**GIVEN TASK A**
In the blog post about list making, which chore does the writer call a jerk?

**EXTRACT**
════════
Sunday, February 26, 2017

Not What I Expected

 Lists.  I am a list maker.  I enjoy the feeling of crossing off items of a to-do list.  I feel productive when I can check the box "done."  Call it control, call it organization, or perhaps it's just my way of attempting to remember what I need to do.  I do have trouble remembering things.  I mean I can remember to do the laundry, but I feel more satisfied when I actually pick up a pen and draw a dark ink line through the word that says "laundry."  Laundry is a jerk anyway--always multiplying.  When I cross it off the list, for just a moment, his mountains of wrinkled cotton and unmatched socks are not victorious.  Memory.  Lists.  Control.  Expectation.  There is a connection.
════════
**GIVEN TASK B**
List each line in the listing that contains the string "snow".

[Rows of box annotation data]
════════
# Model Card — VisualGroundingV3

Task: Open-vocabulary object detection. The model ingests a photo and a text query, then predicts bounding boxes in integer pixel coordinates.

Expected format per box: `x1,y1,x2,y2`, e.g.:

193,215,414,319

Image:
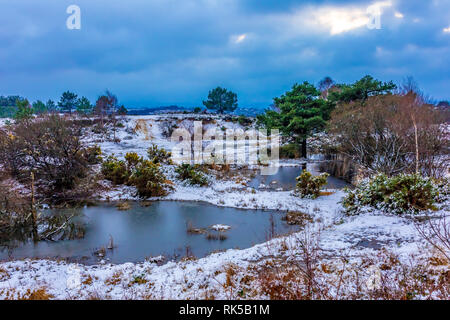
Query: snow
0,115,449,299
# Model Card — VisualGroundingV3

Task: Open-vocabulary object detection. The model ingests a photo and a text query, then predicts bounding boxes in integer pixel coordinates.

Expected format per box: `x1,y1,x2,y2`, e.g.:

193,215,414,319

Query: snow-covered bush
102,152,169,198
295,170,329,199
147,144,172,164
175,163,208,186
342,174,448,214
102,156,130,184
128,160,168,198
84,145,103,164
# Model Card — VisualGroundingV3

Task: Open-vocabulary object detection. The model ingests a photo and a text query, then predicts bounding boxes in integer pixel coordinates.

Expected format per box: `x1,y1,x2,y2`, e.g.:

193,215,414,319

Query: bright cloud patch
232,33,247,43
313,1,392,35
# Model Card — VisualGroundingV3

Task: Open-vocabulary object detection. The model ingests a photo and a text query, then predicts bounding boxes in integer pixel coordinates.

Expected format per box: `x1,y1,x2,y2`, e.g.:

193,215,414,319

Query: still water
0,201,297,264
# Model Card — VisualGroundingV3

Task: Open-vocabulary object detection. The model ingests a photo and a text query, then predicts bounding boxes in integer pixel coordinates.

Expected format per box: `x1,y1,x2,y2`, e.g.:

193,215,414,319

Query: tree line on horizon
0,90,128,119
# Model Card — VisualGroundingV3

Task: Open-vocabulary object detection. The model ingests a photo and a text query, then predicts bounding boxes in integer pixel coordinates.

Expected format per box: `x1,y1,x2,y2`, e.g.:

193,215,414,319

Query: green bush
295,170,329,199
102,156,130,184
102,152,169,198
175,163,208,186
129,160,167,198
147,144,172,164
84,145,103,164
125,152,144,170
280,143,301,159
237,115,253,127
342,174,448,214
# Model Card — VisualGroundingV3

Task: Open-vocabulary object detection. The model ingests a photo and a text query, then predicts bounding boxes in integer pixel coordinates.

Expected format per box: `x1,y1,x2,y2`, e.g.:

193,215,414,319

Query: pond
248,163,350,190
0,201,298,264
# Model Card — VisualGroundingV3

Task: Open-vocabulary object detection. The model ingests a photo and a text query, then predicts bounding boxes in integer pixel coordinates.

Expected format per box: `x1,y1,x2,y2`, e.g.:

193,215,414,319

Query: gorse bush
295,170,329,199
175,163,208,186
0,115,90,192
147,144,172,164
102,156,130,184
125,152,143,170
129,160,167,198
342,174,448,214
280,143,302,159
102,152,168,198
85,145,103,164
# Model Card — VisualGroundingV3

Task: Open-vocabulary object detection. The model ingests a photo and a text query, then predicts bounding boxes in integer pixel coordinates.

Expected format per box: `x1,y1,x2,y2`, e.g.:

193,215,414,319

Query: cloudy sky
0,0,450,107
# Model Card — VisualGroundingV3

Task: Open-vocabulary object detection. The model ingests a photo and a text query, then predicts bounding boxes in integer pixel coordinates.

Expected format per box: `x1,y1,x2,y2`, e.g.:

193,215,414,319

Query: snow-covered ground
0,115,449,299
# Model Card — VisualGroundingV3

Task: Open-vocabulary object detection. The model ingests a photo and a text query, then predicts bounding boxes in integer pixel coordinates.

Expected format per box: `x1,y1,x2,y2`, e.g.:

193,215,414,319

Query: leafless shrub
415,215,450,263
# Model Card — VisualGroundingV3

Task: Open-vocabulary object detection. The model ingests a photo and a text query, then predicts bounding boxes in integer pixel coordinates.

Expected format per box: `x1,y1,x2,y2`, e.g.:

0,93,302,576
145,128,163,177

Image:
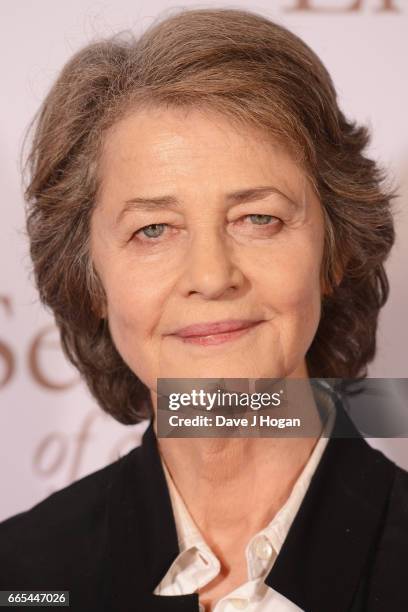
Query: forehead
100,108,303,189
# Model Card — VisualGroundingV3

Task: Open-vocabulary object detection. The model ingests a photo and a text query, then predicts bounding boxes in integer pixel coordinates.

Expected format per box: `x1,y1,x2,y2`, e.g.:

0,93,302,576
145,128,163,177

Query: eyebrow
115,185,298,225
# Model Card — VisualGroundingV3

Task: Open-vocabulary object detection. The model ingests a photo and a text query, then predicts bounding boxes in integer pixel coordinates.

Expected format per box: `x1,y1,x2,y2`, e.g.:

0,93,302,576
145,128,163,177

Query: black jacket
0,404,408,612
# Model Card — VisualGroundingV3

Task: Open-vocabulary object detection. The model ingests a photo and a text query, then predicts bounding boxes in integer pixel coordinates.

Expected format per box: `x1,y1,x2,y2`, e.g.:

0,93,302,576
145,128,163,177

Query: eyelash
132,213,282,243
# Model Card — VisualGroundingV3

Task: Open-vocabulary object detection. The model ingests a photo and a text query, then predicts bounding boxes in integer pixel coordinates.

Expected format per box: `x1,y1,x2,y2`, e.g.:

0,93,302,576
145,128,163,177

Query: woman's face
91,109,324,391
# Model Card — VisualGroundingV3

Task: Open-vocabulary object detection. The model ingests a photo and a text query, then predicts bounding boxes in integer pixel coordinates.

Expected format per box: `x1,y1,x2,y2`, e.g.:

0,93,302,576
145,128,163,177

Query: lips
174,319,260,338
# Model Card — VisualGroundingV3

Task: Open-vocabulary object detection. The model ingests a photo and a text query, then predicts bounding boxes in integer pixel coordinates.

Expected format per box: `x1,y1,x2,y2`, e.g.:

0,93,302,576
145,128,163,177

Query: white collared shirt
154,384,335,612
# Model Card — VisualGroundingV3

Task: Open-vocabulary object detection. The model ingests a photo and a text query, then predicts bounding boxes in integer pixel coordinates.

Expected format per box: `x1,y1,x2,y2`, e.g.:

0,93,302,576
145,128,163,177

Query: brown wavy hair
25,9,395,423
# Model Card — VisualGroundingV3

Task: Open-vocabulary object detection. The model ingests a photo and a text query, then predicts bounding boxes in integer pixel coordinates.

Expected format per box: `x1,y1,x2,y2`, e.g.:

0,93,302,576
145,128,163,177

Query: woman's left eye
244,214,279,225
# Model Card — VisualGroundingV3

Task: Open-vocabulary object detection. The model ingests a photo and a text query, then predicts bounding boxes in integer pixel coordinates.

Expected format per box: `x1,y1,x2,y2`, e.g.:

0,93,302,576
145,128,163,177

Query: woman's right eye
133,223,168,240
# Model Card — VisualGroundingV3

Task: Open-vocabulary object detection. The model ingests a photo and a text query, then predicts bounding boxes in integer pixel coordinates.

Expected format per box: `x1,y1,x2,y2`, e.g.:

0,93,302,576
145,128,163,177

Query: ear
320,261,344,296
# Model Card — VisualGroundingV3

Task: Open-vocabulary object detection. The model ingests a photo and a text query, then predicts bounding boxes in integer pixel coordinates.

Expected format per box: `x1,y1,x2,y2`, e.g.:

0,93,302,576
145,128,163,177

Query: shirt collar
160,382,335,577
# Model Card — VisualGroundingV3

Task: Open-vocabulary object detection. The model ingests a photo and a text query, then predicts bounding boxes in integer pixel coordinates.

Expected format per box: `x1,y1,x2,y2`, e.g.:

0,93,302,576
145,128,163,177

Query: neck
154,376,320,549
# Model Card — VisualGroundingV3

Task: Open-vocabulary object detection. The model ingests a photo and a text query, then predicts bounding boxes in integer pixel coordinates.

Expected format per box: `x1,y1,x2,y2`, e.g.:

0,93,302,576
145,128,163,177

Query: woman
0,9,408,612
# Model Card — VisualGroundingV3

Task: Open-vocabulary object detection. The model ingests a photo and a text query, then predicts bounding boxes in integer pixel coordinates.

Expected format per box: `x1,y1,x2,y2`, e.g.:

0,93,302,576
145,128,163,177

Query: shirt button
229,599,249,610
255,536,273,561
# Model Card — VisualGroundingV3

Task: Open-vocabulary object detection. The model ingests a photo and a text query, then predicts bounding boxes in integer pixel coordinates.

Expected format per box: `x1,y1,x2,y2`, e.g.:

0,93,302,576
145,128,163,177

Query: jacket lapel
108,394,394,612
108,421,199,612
════════
**WRITTEN REPLY A**
Laundry.

**WRITTEN REPLY B**
Query: snow
Query: snow-covered bush
Query: snow-covered ground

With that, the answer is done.